Since I have been given 40 minutes, I will try to summarize our party's position, with four points.
I shall begin by outlining the current situation regarding pest control in Quebec and Canada. Then I will quote some of the recommendations from the report of the Standing Committee on the Environment—the Chair of which I now see opposite—the report on pesticides published in May, 2000. Third, I will discuss a recent report submitted to Quebec's minister of the environment on March 27, by the focus group on the use of pesticides in urban areas. I will also discuss the 1999 report from the Commissioner of the Environment and Sustainable Development. Finally, I will outline our position on Bill C-53.
First I would like to say that my party believes Bill C-53 to be a step in the right direction. It was time, as I will demonstrate later, that this statute dating back to 1969, and therefore close to 33 years old, be renewed. We believe there should have been legislation to improve the current law. As such, it is a step in the right direction, as I said, but naturally, we fundamentally believe that there needs to be improvements.
The precautionary principle must prevail at all stages of the study of this bill, including the examination by the Standing Committee on Health that I plan on taking part in, as well as during every opportunity given to parliamentarians to study this bill.
Second, we recognize that public health risks, especially those involving children, nursing infants and pregnant women, must be given special attention. We recognize that exposure to pesticides, especially the active ingredients found in pesticides, has a significant impact on public health. This might seem ridiculously obvious, but I believe that it is important that our first premise establish this as a priority.
As far as jurisdiction is concerned, jurisdiction over pesticides appears to be divided. The federal government has responsibility for the legislation relating to the Pest Management Regulatory Agency, or PMRA.
The purpose of this agency is to administer the Pest Control Products Act and to facilitate safe access to methods of pest control, while reducing hazards. The federal legislation controls the certification, marketing and labelling standards for products. At the present time, there are more than 6,000 certified products on the market and these contain more than 500 registered active ingredients. This is where the hitch comes in.
Until now, very little effort has been made as far as the mission and objectives of the Canadian legislation are concerned. Very little effort has been made by the agency precisely to make available products that are safe. I use that word because that is the very objective of the agency. When we come a little later on to look at the report by the commissioner of the environment and sustainable development, we will see that there are grounds for concern as far as reassessing the entire matter of products on the market which contain active ingredients is concerned.

■ **Stated task 1**:
List the reports the speaker says will be discussed in the speech on Bill C-53.
■ **Stated task 2**:
Reproduce the speech on Bill C-53 between "Since I have" and "on Bill C-53.", inclusive.
■ **Stated task 3**:
Take the speech on Bill C-53 further, picking up right after its final sentence.
The data after this point comes from a separate source.

■ **Point annotation dataset records**:

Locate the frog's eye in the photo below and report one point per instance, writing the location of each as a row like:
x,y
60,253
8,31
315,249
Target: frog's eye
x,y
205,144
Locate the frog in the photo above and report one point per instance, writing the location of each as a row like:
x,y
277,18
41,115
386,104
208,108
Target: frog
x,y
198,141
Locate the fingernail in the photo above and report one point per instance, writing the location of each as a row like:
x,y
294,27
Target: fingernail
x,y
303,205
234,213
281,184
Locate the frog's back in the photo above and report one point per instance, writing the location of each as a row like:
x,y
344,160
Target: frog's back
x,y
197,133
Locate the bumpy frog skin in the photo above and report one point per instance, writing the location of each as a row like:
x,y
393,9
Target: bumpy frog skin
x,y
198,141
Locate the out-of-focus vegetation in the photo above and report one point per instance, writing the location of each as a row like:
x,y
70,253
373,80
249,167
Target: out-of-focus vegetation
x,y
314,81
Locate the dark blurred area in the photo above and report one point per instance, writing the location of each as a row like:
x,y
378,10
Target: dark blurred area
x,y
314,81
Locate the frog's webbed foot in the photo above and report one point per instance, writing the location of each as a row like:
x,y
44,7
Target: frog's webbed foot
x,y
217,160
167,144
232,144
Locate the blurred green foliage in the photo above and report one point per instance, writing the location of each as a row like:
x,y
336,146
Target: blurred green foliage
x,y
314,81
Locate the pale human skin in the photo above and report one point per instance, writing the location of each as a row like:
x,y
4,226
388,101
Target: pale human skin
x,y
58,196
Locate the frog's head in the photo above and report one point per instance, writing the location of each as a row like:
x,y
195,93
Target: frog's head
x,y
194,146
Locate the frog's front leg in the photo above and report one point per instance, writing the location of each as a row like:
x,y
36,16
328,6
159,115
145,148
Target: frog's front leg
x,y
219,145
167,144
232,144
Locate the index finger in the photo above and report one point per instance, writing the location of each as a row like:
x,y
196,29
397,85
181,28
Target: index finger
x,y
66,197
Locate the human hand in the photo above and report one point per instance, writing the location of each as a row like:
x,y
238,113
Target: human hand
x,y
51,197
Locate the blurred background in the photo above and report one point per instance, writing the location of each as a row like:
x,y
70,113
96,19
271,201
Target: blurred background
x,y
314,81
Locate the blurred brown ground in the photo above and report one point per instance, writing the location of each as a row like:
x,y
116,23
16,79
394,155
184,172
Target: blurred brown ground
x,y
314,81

■ **Exercise response 1**:
- The report on pesticides from the Standing Committee on the Environment, published in May 2000
- The report submitted to Quebec's minister of the environment on March 27 by the focus group on the use of pesticides in urban areas
- The 1999 report from the Commissioner of the Environment and Sustainable Development

■ **Exercise response 2**:
Since I have been given 40 minutes, I will try to summarize our party's position, with four points.
I shall begin by outlining the current situation regarding pest control in Quebec and Canada. Then I will quote some of the recommendations from the report of the Standing Committee on the Environment—the Chair of which I now see opposite—the report on pesticides published in May, 2000. Third, I will discuss a recent report submitted to Quebec's minister of the environment on March 27, by the focus group on the use of pesticides in urban areas. I will also discuss the 1999 report from the Commissioner of the Environment and Sustainable Development. Finally, I will outline our position on Bill C-53.

■ **Exercise response 3**:
There is one other aspect. As I said, the purpose of the PMRA is to ensure the availability of safe products on the market. It therefore has a certain responsibility as far as products containing biopesticides are concerned, products with the potential to be an alternative solution.
We must acknowledge that there are alternative products available on the market, the biopesticides. Unfortunately, however, their availability is very limited. At this time, only 30 biopesticides are available on the Canadian market, whereas there are in excess of 150 in the United States.
Not only is the Pest Management Regulatory Agency not involved in the reassessment of currently available pesticides, it is also not fulfilling its responsibility to provide alternatives to traditional pesticides on the market. Finally, under the federal legislation, the agency must monitor labelling standards for products.
Let us take a look at what I would call the federal problem. It exists because the current act dates back to 1969. The existing rules and standards are obsolete in many respects. In its current form, the act may be considered a danger to public health. In a few minutes, I will quote some comments made in 1999 by the environmental commissioner. These comments are disturbing to say the least, when we look at products currently on the market, in terms of their safety for women, children and infants.
For example, the problem with some pesticides that are currently on the market has to do with the active ingredients that they contain. There are 500 active ingredients in the pesticides currently available on the market. Believe it or not but, out of these 500 active ingredients, 300 were approved before 1981, and more than 150 were approved before 1960.
This means that there are currently on the market pesticides that are sold to the public, even though they contain active ingredients that were assessed based on standards that were often far from those that are now deemed acceptable, both from a scientific and a public health point of view. This is all the more reason to act quickly.This is also why we believe that the existing pest control legislation had to be reassessed, redefined and updated, since public health is at stake. We must act in the best interests of Canadians.
Let us not forget—since I am dealing with jurisdictions—that pesticides are a shared jurisdiction. The federal government has a responsibility, but so do the provinces. I should point out that Quebec has had its own pesticide legislation since 1987. The purpose of this act is to avoid and reduce threats to the environment and public health.
The primary responsibility is to develop public awareness through sustained campaigns on the dangers related to the use of pesticides. Second, we must support municipalities and organizations and, third, the government must fund research and development on alternatives, including biopesticides.
The government of Quebec supported establishing a pesticide management code that would govern the entire process, from pesticide production to the sale and storage of pesticides.
Another aspect concerns municipalities. In recent years, the responsibilities of municipalities for pesticide management and control have increased. Why? Because following a ruling by various tribunals in Quebec and based on supreme court decisions regarding the passing by the municipality of Hudson of a bylaw prohibiting the use of pesticides, certain courts in Quebec ruled in favour of the municipality of Hudson in its decision to ban the use of pesticides.
In recent years, the authority municipalities have to establish regulatory codes has increased. Under the Cities and Towns Act, municipalities may regulate and prohibit the use of pesticides. As a result, we have seen, and will continue to see municipalities pass regulations prohibiting the use of pesticides in the coming months and years.
In response to these court decisions and to Quebec's tendency to reduce and ban the use of pesticides, the government established a committee, a focus group that submitted its recommendations to the environment minister on March 27. The committee's main recommendation was to develop a management code to govern all activities involving pesticides.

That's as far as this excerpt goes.